::: TEXT SECTION
Cyberattacks targeting small businesses (SMBs) are becoming more prevalent every day. According to Keeper Security’s “The State of SMB Cybersecurity” report, a staggering 50 percent of small and midsized organizations reported suffering at least one cyberattack in the last 12 months where the average cost of a data breach involving theft of assets totaled $879,582! In fact, the global cost of cybercrime will reach $2 trillion by 2019, a threefold increase from the 2015 estimate of $500 billion.
We frequently get questions or are involved in conversations with our clients regarding the protection of their sensitive data. In the past year alone, we have seen a huge increase in security breaches, attempted theft of data and identity theft. As this becomes a bigger problem, it is critical to stay informed.
What are the most common cyber crimes and how you can help protect your business with minimal exposure? We’ll discuss each below.
The three most common cybercrimes are:
Ransomware attacks have become more sophisticated. Historically, they have been delivered through spam emails that were easy to identify. They are now targeting industries and specific people. For instance, a financial advisory firm will get an email that states “Here are my investment statements for your review, let me know if you are interested in taking on a new client”. Once they click on the attachment or URL, the malware will begin to encrypt files on the local drive and possibly attempt to connect to network drives and do the same. Users usually are not aware they have been infected until it is too late. They will no longer be able to access the files and at some point will receive a message demanding a ransom payment in exchange for decrypting the files. Organizations may end up paying the ransom if they do not have good backups and getting the data back is critical.
Phishing attacks rely on social engineering to gain access to sensitive data. It is an age-old scam of thieves tricking people into giving them sensitive information so they can gain access to sensitive data. The targeted data includes but is not limited to: email account access, banking usernames and passwords and personal info such as names, social security numbers, address and date of birth. Once they have the data it can be sold on the black market, used to hijack a bank account or used to gain access to more data. The term used for this kind of data is “PII”, or Personally identifiable information. Most states, including Ohio, have specific laws regarding the security of PII. According to the Verizon DBIR, 30 percent of phishing emails are actually opened, and 12 percent of those targeted click on the infecting link or attachment.
Data theft occurs when a cybercriminal gains access and steals sensitive data. The theft can occur by hacking into a system, stealing hardware or internal theft. Some of these crimes target larger organizations. Data thefts can be very expensive and damaging. Two widely publicized thefts include Target and United States Office of Personnel Management.
Now, we’ve compiled our list of the top 4 actions your business needs to take to help protect yourself and your data:
Examine your IT infrastructure
You may want to consider investing in a security audit. At a minimum, you should do an internal assessment to ensure all your machines are patched with the latest software updates, verify your firewall is working properly and all the updates are current, require complex user passwords and monitor systems using antivirus software.
::::::
::: EXCERPTED RECORDS
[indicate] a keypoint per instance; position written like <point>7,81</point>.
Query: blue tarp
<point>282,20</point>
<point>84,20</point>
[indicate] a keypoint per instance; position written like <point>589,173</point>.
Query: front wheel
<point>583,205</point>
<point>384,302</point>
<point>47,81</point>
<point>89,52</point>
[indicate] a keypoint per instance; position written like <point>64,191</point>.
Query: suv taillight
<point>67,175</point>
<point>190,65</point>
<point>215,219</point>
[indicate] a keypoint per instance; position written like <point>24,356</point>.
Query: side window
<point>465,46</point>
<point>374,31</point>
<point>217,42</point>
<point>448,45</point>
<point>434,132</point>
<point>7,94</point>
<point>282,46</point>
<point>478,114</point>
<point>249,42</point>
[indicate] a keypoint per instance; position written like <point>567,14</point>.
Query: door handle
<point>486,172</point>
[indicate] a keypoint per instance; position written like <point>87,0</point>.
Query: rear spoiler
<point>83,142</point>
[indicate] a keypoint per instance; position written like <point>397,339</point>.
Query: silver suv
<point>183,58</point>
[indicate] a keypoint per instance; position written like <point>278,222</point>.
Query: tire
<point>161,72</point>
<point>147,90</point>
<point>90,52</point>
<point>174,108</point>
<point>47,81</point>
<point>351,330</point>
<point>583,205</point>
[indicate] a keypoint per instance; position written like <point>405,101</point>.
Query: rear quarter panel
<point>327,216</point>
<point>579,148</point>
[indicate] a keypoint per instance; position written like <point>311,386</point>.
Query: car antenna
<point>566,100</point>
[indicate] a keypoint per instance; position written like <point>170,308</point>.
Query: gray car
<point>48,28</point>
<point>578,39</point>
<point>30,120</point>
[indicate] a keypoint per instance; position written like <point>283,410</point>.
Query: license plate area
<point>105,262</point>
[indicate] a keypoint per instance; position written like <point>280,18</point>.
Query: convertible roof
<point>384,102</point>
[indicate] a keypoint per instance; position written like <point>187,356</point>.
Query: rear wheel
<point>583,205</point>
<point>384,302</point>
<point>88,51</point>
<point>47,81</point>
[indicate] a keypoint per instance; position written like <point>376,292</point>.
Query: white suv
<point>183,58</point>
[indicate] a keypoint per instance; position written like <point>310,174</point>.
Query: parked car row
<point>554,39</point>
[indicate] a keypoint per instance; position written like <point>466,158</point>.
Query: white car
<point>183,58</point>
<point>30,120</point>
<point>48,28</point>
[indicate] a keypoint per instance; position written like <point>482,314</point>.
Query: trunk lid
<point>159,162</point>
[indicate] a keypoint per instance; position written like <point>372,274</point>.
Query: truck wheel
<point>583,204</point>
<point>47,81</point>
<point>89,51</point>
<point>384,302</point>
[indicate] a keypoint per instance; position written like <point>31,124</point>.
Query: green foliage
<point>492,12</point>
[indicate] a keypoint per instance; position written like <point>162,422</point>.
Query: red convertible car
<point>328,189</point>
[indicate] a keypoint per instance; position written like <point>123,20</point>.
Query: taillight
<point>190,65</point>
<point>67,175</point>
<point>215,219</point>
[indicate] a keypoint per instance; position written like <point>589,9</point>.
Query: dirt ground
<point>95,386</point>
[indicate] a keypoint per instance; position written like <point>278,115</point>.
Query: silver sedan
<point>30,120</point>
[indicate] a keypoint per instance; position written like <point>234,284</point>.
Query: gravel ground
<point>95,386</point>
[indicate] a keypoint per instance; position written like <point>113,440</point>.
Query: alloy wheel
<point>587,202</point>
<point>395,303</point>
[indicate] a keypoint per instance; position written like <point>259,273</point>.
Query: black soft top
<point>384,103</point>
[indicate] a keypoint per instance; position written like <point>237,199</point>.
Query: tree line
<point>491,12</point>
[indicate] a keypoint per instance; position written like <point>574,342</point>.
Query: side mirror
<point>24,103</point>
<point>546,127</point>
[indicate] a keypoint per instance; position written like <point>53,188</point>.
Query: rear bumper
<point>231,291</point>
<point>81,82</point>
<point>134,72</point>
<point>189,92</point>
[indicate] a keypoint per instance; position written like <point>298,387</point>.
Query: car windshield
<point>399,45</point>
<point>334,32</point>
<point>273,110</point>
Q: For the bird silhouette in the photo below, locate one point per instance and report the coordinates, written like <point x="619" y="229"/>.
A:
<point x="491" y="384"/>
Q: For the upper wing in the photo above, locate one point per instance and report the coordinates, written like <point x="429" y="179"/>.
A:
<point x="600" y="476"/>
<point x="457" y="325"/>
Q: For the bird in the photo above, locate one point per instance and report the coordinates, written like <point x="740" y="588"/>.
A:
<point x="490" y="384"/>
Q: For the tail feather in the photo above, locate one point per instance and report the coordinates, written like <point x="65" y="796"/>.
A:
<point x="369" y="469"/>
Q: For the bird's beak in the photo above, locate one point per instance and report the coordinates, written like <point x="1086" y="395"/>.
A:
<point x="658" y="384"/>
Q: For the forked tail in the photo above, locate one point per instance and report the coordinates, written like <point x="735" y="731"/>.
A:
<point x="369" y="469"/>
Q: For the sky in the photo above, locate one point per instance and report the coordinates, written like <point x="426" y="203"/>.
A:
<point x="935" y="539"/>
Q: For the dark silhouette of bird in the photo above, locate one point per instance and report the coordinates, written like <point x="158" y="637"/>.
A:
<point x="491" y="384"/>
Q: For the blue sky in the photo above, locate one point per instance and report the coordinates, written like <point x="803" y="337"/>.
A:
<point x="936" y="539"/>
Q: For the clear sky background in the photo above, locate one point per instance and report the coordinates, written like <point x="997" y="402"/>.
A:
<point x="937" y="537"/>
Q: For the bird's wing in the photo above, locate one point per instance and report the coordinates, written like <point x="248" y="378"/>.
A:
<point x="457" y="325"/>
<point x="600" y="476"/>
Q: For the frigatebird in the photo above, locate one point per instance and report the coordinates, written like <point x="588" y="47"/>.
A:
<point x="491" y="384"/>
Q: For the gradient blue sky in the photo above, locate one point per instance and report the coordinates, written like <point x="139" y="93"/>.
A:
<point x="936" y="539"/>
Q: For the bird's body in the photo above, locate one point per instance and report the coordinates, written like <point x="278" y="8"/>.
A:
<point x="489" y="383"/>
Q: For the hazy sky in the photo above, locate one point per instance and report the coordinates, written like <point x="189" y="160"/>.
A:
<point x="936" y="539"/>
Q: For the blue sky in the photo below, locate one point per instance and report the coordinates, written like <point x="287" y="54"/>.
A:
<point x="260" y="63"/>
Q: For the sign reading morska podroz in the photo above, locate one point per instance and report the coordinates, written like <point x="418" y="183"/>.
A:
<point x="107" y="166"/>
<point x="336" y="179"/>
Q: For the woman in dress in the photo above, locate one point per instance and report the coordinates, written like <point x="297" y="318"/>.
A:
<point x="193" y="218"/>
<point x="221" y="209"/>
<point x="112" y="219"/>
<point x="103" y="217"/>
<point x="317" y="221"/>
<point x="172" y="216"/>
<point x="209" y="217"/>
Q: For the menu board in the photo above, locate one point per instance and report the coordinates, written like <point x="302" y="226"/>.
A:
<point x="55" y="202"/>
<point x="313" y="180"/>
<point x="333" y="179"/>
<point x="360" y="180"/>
::::::
#### [EXERCISE AIM]
Reproduce, word for word, the passage of the small-business cybersecurity article above that opens with the words containing "Now, we’ve compiled" and closes with "using antivirus software.".

#### [WRITTEN RESPONSE]
Now, we’ve compiled our list of the top 4 actions your business needs to take to help protect yourself and your data:
Examine your IT infrastructure
You may want to consider investing in a security audit. At a minimum, you should do an internal assessment to ensure all your machines are patched with the latest software updates, verify your firewall is working properly and all the updates are current, require complex user passwords and monitor systems using antivirus software.